== Provided passage

Original URL: https://www.theregister.com/2005/10/03/collapse_of_walled_gardens/

US bill heralds end of walled gardens

Market will kill them anyway

By Wireless Watch

Posted in Networks, 3rd October 2005 11:46 GMT

Analysis The draft telecomns reform bill released by the House Commerce Committee last week would ban fixed or wireless carriers from limiting access to content and applications, which would make it difficult for wireless carriers to keep their walled gardens.

The House draft, an important first step in the telecoms reform process, replaces the distinction between telecoms and information services with a single category - broadband internet transmission service (BITS) providers. It would not allow content blocking, except to conserve network capacity “it this is deemed reasonable”, a term that should be further defined by the FCCs.

Legislation will only accelerate a process that is inevitable anyway as customers grow to expect open access and flat rate pricing on their cellphones as well as on their PCs. Cellular operators, like the original internet service providers, will have to accept that they cannot keep subscribers penned in, but will have to compete for their loyalty and dollars with genuinely compelling content and applications.

====
== Supplied material

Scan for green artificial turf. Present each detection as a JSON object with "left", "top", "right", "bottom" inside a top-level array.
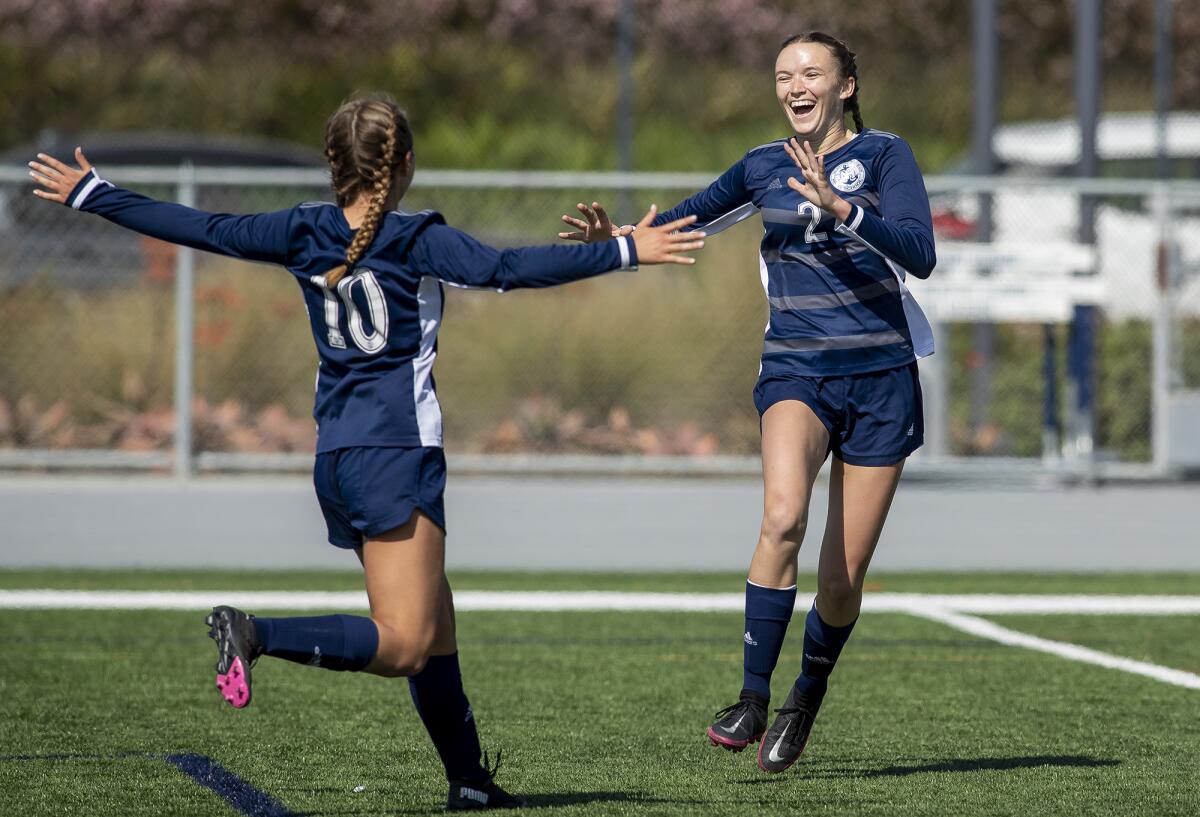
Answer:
[{"left": 0, "top": 590, "right": 1200, "bottom": 817}]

====

### Problem statement:
Print the part of the walled-gardens article from "Analysis The draft" to "their walled gardens.", reproducing it word for word. The material above plays no part in what comes next.

### Result:
Analysis The draft telecomns reform bill released by the House Commerce Committee last week would ban fixed or wireless carriers from limiting access to content and applications, which would make it difficult for wireless carriers to keep their walled gardens.